- [Task instructions] From the material below, list every line containing "positive".

- [Provided data]
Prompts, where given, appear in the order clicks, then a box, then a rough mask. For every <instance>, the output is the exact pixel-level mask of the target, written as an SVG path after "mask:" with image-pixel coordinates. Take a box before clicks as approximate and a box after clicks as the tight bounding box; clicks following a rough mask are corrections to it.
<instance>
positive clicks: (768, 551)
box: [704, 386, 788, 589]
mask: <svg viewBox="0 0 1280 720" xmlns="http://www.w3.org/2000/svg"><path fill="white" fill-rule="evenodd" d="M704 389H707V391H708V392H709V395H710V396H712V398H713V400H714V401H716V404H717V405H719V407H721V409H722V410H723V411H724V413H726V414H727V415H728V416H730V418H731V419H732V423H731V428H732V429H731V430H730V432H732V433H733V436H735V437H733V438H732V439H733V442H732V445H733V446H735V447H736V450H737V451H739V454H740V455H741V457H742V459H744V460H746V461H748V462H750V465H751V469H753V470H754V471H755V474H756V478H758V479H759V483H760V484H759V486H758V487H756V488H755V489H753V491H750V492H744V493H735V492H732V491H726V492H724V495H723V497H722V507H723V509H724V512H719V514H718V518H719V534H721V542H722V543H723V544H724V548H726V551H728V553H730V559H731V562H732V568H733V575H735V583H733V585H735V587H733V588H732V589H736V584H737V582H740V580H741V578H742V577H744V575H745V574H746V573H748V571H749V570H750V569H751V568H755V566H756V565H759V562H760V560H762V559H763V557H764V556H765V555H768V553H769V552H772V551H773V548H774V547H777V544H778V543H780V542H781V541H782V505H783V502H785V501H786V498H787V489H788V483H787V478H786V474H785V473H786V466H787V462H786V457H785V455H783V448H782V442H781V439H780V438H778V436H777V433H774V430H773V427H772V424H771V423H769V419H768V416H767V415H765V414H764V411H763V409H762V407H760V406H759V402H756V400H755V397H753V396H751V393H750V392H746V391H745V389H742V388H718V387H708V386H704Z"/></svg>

---

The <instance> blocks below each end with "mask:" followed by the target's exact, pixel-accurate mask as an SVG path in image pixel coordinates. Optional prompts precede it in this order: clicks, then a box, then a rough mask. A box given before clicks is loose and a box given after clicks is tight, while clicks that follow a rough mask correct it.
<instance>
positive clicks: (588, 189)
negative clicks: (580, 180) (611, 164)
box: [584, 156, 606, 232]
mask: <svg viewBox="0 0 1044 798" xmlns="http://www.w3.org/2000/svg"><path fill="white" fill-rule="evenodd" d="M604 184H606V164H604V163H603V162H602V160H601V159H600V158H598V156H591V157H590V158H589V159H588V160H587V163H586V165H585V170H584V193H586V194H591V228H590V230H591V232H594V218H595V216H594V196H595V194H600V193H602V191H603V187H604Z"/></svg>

==

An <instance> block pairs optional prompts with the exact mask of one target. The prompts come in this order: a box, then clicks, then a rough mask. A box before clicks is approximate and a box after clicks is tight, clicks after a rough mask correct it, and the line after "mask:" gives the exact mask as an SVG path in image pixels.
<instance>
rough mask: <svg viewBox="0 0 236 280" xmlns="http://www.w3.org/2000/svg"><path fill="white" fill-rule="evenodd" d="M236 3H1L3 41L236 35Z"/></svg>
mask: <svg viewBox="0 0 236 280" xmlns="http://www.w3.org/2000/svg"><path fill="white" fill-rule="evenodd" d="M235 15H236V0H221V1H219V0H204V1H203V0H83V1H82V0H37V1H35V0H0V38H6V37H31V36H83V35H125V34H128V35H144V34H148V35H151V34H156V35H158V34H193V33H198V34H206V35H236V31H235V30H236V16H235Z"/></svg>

- [Task output]
positive clicks: (768, 551)
positive clicks: (588, 189)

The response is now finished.